TASK GOAL: According to the post on engagement measurement, how does comScore define its "visits" metric?

TEXT:
-------

Wednesday, May 02, 2007

The engagement measurement conundrum

Over the past year ENGAGEMENT has been the big buzz on Madison Avenue and the overall marketing world. Every marketer has faced the question of ROI on spending but was just a financial measure, ENGAGEMENT is an eMOTIONal one... How do we get to it?

To date interactive marketing spend in the CPG world has yet to exceed the 7-10% threshold, clearly driven by the fact that conversion cannot be measured just from a "visit" to a iMarketing website. Although AMAZON.com, some niche-niche products, custom cosmeticeutical, adult use products have bridged the gap, there is a long way to go for the household use products, foods, automobiles, clothes, etc.

Much like I told the COO of one of the major media metrics companies, I believe until we get to a point where we can measure true conversion from visit to a brands iMarketing website or at least find a common sense way to translate the visit into purchase ENGAGEMENT, may be an uphill battle.

MediaPost had an article yesterday on the question of Measuring User Engagement In A New Metrics World there were some interesting points made:
  • Many have dropped the page view altogether as an audience metric.
  • To fill the void, vendors are coming up with their own interpretations of engagement.
  • This "visits" metric, defined as the number of times a unique person accesses content (with breaks between accesses of at least 30 minutes) is a key component of user engagement, explained comScore.
  • an alternative for measuring user engagement that tells us how frequently visitors are actually returning to the site to view more content.
  • The challenge and opportunity therefore, for vertical content publishers, is to combine engagement metrics with strong compelling content to those users who are engaged with the site.
  • offer content to users anytime and anyplace, through the Web and on their mobile device, for instance.
  • content is what drives loyalty and engagement.

-------

GIVEN DATA:

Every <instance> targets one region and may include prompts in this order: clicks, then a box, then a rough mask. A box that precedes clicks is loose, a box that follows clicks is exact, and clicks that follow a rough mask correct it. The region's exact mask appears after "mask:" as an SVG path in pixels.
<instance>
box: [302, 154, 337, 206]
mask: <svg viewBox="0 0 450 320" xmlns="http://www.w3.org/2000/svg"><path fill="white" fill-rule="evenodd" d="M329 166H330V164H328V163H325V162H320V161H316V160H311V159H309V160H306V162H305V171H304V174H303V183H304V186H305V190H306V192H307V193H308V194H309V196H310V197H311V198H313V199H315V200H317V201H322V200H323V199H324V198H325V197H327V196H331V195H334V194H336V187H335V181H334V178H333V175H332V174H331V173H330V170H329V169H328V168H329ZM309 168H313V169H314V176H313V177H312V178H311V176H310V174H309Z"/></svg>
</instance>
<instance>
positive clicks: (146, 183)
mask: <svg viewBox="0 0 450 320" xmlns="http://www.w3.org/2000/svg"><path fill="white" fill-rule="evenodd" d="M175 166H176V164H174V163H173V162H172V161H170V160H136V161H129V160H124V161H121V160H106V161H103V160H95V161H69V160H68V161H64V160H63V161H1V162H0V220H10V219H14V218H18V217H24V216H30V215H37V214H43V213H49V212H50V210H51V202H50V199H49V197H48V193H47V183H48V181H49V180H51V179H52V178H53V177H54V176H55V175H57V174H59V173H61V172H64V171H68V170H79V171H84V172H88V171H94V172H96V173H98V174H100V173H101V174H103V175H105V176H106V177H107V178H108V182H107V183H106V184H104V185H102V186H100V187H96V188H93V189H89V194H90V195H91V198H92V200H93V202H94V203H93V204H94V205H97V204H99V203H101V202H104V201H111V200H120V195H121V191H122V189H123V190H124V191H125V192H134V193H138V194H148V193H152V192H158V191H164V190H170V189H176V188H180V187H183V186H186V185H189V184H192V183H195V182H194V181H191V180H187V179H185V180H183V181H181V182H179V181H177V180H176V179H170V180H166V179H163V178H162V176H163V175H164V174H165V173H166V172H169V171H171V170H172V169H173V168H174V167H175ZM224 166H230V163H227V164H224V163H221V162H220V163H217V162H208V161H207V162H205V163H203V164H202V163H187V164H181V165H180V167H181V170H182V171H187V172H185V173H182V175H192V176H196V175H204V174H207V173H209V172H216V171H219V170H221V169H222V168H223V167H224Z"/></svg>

-------

PROBLEM SOLUTION: The number of times a unique person accesses content, with breaks of at least 30 minutes between accesses.